## What you will do
Make an exact copy of all the entries shown below.

## Records to use
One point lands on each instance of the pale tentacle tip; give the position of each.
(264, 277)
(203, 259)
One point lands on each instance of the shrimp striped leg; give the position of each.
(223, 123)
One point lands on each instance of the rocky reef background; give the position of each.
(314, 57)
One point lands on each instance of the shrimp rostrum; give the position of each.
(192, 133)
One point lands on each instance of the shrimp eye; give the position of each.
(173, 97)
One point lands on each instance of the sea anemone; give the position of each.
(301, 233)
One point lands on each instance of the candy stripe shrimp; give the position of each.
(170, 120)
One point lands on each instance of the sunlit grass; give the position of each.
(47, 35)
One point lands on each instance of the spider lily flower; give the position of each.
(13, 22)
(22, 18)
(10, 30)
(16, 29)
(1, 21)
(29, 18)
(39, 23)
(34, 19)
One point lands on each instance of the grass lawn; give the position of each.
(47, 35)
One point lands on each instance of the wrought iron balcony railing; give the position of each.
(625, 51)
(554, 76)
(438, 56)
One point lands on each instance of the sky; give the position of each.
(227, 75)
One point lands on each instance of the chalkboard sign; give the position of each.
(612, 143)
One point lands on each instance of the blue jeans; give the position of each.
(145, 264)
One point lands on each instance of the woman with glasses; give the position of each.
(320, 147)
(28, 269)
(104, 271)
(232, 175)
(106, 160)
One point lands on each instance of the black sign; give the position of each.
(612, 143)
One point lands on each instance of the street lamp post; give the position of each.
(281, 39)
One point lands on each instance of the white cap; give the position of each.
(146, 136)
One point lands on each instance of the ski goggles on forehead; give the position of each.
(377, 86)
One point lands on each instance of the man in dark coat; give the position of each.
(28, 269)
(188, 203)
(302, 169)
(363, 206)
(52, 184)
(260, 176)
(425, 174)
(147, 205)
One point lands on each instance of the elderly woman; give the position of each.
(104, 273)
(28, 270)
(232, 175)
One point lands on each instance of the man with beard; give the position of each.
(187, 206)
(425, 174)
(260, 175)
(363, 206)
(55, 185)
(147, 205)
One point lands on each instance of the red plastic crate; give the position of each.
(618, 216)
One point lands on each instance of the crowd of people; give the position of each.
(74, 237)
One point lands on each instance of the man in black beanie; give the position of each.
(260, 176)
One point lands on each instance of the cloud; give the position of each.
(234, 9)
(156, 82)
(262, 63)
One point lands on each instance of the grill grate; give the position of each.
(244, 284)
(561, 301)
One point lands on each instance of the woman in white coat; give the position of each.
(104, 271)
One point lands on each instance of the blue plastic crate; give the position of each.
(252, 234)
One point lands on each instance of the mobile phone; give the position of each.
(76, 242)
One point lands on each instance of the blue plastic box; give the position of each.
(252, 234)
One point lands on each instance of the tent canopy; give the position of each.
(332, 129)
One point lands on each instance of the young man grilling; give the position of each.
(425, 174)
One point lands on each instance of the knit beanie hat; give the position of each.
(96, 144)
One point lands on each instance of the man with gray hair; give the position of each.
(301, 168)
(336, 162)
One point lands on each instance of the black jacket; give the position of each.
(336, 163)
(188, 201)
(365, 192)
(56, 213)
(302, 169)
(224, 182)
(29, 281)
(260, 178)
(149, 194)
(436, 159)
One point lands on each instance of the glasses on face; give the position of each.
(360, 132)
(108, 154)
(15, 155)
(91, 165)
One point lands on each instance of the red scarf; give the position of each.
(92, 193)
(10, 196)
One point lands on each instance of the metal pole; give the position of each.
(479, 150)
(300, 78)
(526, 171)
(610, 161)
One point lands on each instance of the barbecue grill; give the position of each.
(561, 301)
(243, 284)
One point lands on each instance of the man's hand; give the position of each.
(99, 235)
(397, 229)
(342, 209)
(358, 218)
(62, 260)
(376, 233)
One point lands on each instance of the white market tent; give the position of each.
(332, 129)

## The answer
One point lands on each instance of the pale tentacle tip; give the position of each.
(264, 277)
(203, 259)
One point lands on each instance of the shrimp striped leg; give the position of each.
(223, 123)
One point lands on each instance of the rocky reef background; give the position of each.
(314, 57)
One point lands on each instance of the shrimp rostrum; give the position of each.
(192, 133)
One point lands on each instance of the shrimp eye; give the position of each.
(173, 97)
One point lands on each instance of the sea anemone; give the position of each.
(301, 233)
One point lands on each instance of the candy stripe shrimp; give the position of each.
(170, 120)
One point lands on each instance of the sunlit grass; give the position of each.
(47, 35)
One point lands on each instance of the spider lily flower; give the position of each.
(13, 22)
(22, 18)
(10, 30)
(16, 29)
(1, 21)
(29, 18)
(39, 23)
(34, 19)
One point lands on each instance of the grass lawn; give the position of each.
(47, 35)
One point lands on each instance of the wrought iron balcony railing; give the position of each.
(625, 51)
(554, 76)
(438, 56)
One point lands on each instance of the sky; give the position of each.
(227, 75)
One point lands on each instance of the chalkboard sign; give the position of each.
(612, 143)
One point lands on each instance of the blue jeans; give the position of each.
(145, 264)
One point lands on each instance of the woman with glasses; give the position of each.
(320, 147)
(28, 269)
(104, 271)
(232, 175)
(106, 160)
One point lands on each instance of the black sign; give the position of each.
(612, 143)
One point lands on each instance of the street lamp post; give the position of each.
(281, 39)
One point lands on each instance of the white cap; give the position of each.
(146, 136)
One point lands on each instance of the ski goggles on forehead; give the position of each.
(377, 86)
One point lands on each instance of the man in dark coat; give the position of each.
(28, 269)
(188, 203)
(302, 169)
(363, 206)
(52, 184)
(260, 176)
(425, 174)
(147, 205)
One point lands on each instance of the elderly woman; give the position of each.
(104, 273)
(28, 270)
(232, 175)
One point lands on each instance of the man with beard; give the position of each.
(187, 206)
(425, 174)
(260, 175)
(363, 206)
(55, 185)
(147, 205)
One point lands on each instance of the red plastic crate; give the position of each.
(618, 216)
One point lands on each instance of the crowd of people; give the position of each.
(74, 237)
One point lands on each instance of the man in black beanie; give the position of each.
(260, 176)
One point lands on each instance of the cloud; give the position of each.
(234, 9)
(156, 82)
(262, 63)
One point lands on each instance of the grill grate; give the position of each.
(244, 284)
(561, 301)
One point lands on each instance of the woman in white coat; give the position of each.
(104, 271)
One point lands on each instance of the blue plastic crate; give the position of each.
(252, 234)
One point lands on each instance of the mobile phone; give the position of each.
(76, 242)
One point lands on each instance of the blue plastic box; give the position of each.
(252, 234)
One point lands on each instance of the tent canopy; give the position of each.
(332, 129)
One point lands on each instance of the young man grilling; give the position of each.
(425, 174)
One point lands on each instance of the knit beanie hat; give the position of each.
(96, 144)
One point lands on each instance of the man with gray hair; give the position of each.
(301, 168)
(336, 162)
One point lands on each instance of the black jacket; give the position of each.
(336, 163)
(188, 201)
(365, 192)
(56, 213)
(302, 169)
(224, 182)
(29, 281)
(260, 178)
(149, 194)
(436, 159)
One point lands on each instance of the glasses on face; give the position of each.
(360, 132)
(108, 154)
(15, 155)
(91, 165)
One point lands on each instance of the red scarf; give the position of each.
(92, 193)
(10, 196)
One point lands on each instance of the metal pole; give the position of each.
(479, 150)
(300, 78)
(526, 171)
(610, 161)
One point lands on each instance of the barbecue grill; give the position of each.
(561, 301)
(243, 284)
One point lands on each instance of the man's hand; give the position of each.
(99, 235)
(397, 229)
(342, 209)
(358, 218)
(62, 260)
(376, 233)
One point lands on each instance of the white market tent; give the position of each.
(332, 129)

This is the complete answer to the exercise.